- Collected data
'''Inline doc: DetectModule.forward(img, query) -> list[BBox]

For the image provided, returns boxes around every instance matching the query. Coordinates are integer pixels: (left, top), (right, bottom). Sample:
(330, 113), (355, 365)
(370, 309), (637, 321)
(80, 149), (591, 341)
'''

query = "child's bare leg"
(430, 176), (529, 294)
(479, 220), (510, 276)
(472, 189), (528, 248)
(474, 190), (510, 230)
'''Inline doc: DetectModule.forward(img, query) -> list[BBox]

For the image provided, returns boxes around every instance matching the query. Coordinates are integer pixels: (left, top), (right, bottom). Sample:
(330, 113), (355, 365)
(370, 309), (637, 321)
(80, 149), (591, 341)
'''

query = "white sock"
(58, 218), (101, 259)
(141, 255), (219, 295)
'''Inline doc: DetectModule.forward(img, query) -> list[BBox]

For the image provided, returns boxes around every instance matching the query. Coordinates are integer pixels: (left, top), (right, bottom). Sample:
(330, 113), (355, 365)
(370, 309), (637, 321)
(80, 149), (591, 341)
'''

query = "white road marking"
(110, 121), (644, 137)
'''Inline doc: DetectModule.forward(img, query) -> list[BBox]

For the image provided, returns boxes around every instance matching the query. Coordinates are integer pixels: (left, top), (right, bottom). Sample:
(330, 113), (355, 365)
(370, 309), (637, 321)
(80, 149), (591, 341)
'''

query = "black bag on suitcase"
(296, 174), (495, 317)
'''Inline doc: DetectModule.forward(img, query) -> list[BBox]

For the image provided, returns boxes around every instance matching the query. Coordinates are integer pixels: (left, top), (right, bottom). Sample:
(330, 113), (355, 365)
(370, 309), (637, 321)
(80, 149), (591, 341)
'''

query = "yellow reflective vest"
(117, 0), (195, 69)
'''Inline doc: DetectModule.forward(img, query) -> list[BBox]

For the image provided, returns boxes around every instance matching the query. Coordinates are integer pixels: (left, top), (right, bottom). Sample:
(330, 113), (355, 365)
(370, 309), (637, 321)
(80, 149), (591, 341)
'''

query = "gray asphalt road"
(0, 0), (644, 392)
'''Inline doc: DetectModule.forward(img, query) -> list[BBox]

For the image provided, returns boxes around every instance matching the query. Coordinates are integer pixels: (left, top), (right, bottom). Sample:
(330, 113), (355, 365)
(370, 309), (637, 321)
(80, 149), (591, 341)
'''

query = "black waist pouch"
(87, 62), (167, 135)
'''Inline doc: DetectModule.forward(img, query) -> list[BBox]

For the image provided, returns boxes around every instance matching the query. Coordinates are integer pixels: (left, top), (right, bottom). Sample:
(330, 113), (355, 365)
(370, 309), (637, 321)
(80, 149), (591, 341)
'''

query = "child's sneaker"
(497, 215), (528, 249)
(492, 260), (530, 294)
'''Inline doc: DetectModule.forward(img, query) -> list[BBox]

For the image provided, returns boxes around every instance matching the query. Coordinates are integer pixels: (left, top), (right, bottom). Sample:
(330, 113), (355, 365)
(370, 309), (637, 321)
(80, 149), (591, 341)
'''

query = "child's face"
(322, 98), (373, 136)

- WHAT THE TASK REQUIRES
Render every line of the entries above as a JSON list of strings, one string per line, omitting blank lines.

- SOLUTION FOR THIS TASK
[
  "'''Inline doc: DetectModule.forward(img, query) -> list[BBox]",
  "For the image provided, returns boxes around every instance matching the query. Coordinates are integer pixels: (left, top), (right, bottom). Sample:",
  "(330, 113), (355, 365)",
  "(370, 309), (637, 321)",
  "(80, 149), (591, 341)",
  "'''",
  "query = \"child's bare leg\"",
  "(430, 176), (529, 294)",
  "(479, 220), (510, 276)",
  "(472, 189), (528, 248)",
  "(474, 190), (510, 230)",
  "'''Inline doc: DetectModule.forward(img, query) -> list[BBox]",
  "For the image provided, returns boxes around every instance matching the query. Coordinates are integer pixels: (left, top), (right, bottom). Sample:",
  "(330, 113), (355, 365)",
  "(370, 309), (637, 321)",
  "(80, 149), (591, 341)",
  "'''",
  "query = \"white sock\"",
  "(58, 218), (101, 259)",
  "(141, 255), (219, 295)",
  "'''Inline doc: DetectModule.forward(img, query) -> list[BBox]",
  "For the image provided, returns boxes around every instance matching the query. Coordinates are integer pixels: (left, top), (right, bottom). Sample:",
  "(330, 113), (355, 365)",
  "(370, 309), (637, 321)",
  "(80, 149), (591, 341)",
  "'''",
  "query = \"white road marking\"",
  "(110, 121), (644, 137)",
  "'''Inline doc: DetectModule.forward(img, query) -> list[BBox]",
  "For the image provided, returns boxes around every instance matching the query. Coordinates are integer pixels: (left, top), (right, bottom). Sample:",
  "(330, 113), (355, 365)",
  "(370, 309), (637, 321)",
  "(80, 149), (591, 341)",
  "'''",
  "query = \"black bag on suitcase\"",
  "(296, 174), (495, 317)",
  "'''Inline doc: DetectModule.forward(img, query) -> list[BBox]",
  "For the image provided, returns boxes around every instance matching the query. Coordinates are integer pixels: (left, top), (right, bottom). Sample:",
  "(330, 113), (355, 365)",
  "(370, 309), (637, 321)",
  "(80, 149), (591, 341)",
  "'''",
  "query = \"yellow reflective vest\"",
  "(117, 0), (195, 69)",
  "'''Inline doc: DetectModule.forward(img, query) -> list[BBox]",
  "For the image provided, returns boxes around every instance matching the query. Coordinates are integer pixels: (left, top), (right, bottom). Sample:",
  "(330, 113), (355, 365)",
  "(370, 309), (637, 321)",
  "(80, 149), (591, 341)",
  "'''",
  "query = \"gray asphalt road\"",
  "(0, 0), (644, 392)",
  "'''Inline doc: DetectModule.forward(img, query) -> list[BBox]",
  "For the image provided, returns boxes around every instance matching the query. Coordinates are integer pixels: (left, top), (right, bottom). Sample:",
  "(330, 113), (355, 365)",
  "(370, 309), (637, 321)",
  "(80, 149), (591, 341)",
  "'''",
  "query = \"black waist pouch\"",
  "(87, 62), (167, 135)",
  "'''Inline doc: DetectModule.forward(img, query) -> list[BBox]",
  "For the image provided, returns boxes around every instance matching the query. Coordinates are integer pixels: (left, top), (right, bottom). Sample:",
  "(330, 113), (355, 365)",
  "(370, 309), (637, 321)",
  "(80, 149), (591, 341)",
  "'''",
  "query = \"child's sneaker\"",
  "(497, 215), (528, 249)",
  "(492, 260), (530, 294)",
  "'''Inline doc: DetectModule.forward(img, query) -> list[BBox]",
  "For the image provided, returns boxes around every instance matching the query. Coordinates are integer pixels: (left, top), (right, bottom). Sample:",
  "(330, 113), (355, 365)",
  "(370, 309), (637, 321)",
  "(80, 149), (591, 341)",
  "'''",
  "query = \"child's face\"",
  "(322, 98), (373, 136)"
]